YOUR GOAL ->
Format the lines below as a JSON list of strings, with one string per line and any blank lines omitted.
====== GIVEN ENTRIES ======
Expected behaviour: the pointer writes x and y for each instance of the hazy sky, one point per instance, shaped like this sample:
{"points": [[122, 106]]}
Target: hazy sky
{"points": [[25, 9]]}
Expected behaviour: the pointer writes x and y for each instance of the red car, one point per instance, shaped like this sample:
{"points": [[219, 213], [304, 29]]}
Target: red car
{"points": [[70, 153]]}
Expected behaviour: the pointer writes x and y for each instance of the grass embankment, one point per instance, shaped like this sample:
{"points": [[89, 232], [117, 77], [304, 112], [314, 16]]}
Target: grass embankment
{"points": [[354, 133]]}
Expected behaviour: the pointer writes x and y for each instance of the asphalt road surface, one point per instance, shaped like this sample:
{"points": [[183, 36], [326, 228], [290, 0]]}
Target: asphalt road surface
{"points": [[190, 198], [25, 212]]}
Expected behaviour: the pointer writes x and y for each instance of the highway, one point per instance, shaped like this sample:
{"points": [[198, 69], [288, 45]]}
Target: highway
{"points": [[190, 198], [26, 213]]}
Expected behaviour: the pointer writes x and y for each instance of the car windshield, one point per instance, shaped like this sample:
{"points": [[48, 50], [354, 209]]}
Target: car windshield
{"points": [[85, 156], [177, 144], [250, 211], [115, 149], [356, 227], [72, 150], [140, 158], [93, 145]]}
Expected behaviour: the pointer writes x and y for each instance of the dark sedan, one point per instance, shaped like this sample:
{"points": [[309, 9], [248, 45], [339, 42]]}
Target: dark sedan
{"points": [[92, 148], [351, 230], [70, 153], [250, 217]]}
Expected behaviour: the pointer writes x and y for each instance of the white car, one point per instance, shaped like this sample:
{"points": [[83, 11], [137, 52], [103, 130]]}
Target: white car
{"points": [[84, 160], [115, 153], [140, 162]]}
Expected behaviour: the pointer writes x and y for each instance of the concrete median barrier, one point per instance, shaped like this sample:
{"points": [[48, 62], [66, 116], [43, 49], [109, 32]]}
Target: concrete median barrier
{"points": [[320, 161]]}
======
EXERCISE RESULT ->
[
  "Expected behaviour: the pointer writes x and y for each instance of the hazy sky, one point per instance, shaped like this sample:",
  "{\"points\": [[122, 106]]}",
  "Target: hazy sky",
  "{\"points\": [[25, 9]]}",
  "Expected behaviour: the pointer writes x and y for each instance of the red car, one point per instance, shaped like this sample:",
  "{\"points\": [[219, 213], [304, 29]]}",
  "Target: red car",
  "{\"points\": [[70, 153]]}",
  "Expected behaviour: the pointer writes x and y for each instance of the grass embankment, one point per instance, shaped like this sample:",
  "{\"points\": [[89, 232], [117, 77], [304, 112], [314, 16]]}",
  "Target: grass embankment",
  "{\"points\": [[354, 133]]}",
  "Expected behaviour: the pointer writes x and y for each instance of the asphalt road surface, one point per instance, shaped like this sample:",
  "{\"points\": [[183, 36], [326, 228], [290, 0]]}",
  "Target: asphalt road surface",
  "{\"points\": [[190, 198], [25, 212]]}",
  "Expected behaviour: the pointer writes x and y for each instance of the highway, one point per instance, shaped like this sample:",
  "{\"points\": [[198, 69], [288, 45]]}",
  "Target: highway",
  "{\"points\": [[190, 198], [26, 213]]}",
  "Expected behaviour: the pointer writes x and y for each instance of the car windshield, one point per instance, shaped like this sample:",
  "{\"points\": [[48, 50], [354, 209]]}",
  "Target: car windshield",
  "{\"points\": [[85, 156], [177, 144], [250, 211], [115, 149], [356, 227], [72, 150], [140, 158], [93, 145]]}",
  "Expected behaviour: the pointer writes x and y for each instance of the dark sedan, one point per instance, shaped like this sample:",
  "{\"points\": [[309, 9], [248, 45], [339, 42]]}",
  "Target: dark sedan",
  "{\"points\": [[92, 148], [351, 230], [70, 153], [250, 217]]}",
  "Expected behaviour: the pointer writes x and y for each instance of the white car, one point per instance, shaped like this sample:",
  "{\"points\": [[83, 11], [137, 52], [103, 130]]}",
  "Target: white car",
  "{\"points\": [[84, 160], [115, 153], [140, 162]]}",
  "Expected behaviour: the pointer writes x and y for each instance of the concrete median barrier, one point per instance, shaped like this sample:",
  "{\"points\": [[48, 62], [66, 116], [43, 49], [109, 32]]}",
  "Target: concrete median barrier",
  "{\"points\": [[320, 161]]}"
]